Records of labeled points:
■ ■ ■ ■ ■ ■ ■
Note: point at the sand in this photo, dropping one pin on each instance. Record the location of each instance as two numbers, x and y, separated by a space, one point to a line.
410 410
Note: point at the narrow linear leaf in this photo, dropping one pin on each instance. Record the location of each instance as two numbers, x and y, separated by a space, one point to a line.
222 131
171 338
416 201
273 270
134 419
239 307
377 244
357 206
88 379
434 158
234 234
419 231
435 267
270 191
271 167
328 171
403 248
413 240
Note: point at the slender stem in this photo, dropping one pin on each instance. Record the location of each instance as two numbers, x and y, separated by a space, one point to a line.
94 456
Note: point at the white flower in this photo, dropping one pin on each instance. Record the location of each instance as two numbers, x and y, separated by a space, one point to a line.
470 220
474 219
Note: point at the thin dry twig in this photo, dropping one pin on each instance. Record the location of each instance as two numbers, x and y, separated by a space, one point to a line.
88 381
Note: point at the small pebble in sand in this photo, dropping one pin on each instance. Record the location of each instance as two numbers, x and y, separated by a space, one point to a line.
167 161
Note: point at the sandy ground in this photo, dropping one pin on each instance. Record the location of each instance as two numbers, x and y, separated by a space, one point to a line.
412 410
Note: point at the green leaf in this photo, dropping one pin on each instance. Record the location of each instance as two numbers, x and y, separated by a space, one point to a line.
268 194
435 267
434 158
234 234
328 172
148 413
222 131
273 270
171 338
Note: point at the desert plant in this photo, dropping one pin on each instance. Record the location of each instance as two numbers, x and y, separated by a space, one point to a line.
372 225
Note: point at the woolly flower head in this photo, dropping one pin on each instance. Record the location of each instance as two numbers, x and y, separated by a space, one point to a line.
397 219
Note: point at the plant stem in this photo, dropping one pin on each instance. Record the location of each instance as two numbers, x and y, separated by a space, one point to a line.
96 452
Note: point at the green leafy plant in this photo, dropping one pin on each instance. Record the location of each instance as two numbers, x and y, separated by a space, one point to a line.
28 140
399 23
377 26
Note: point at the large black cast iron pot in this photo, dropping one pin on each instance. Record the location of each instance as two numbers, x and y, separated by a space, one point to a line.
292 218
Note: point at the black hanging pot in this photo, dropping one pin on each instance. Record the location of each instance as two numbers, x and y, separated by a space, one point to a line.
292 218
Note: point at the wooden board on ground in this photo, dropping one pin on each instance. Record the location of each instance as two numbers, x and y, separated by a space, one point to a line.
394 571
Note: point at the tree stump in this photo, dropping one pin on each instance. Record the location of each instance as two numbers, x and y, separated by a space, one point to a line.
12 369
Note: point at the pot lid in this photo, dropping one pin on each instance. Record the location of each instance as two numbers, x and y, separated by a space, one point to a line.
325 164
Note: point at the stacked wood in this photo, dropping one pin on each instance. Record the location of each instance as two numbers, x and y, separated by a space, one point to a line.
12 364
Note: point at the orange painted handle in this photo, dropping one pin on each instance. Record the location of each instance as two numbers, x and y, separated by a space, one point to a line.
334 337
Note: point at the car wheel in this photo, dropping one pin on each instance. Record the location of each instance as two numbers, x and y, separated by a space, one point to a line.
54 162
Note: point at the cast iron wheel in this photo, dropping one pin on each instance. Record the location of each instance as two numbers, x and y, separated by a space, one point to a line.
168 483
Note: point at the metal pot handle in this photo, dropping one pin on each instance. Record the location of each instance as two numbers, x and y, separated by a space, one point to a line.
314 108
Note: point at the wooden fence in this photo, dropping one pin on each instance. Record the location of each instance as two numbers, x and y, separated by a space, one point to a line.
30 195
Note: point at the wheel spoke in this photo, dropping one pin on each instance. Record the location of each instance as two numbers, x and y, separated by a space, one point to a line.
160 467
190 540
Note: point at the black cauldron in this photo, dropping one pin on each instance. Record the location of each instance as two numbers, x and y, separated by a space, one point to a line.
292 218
■ ■ ■ ■ ■ ■ ■
Copy everything from the line containing "Note: point at the black cauldron" down to the end of the data, keeping the requests unchanged. Multiply every point coordinate in the answers by 0.65 and round to whole numbers, rounding halves up.

Note: point at the black cauldron in this photo, dropping one pin on each instance. Record the location of each instance as two numbers, x and y, separated by a space, one point to a line.
190 142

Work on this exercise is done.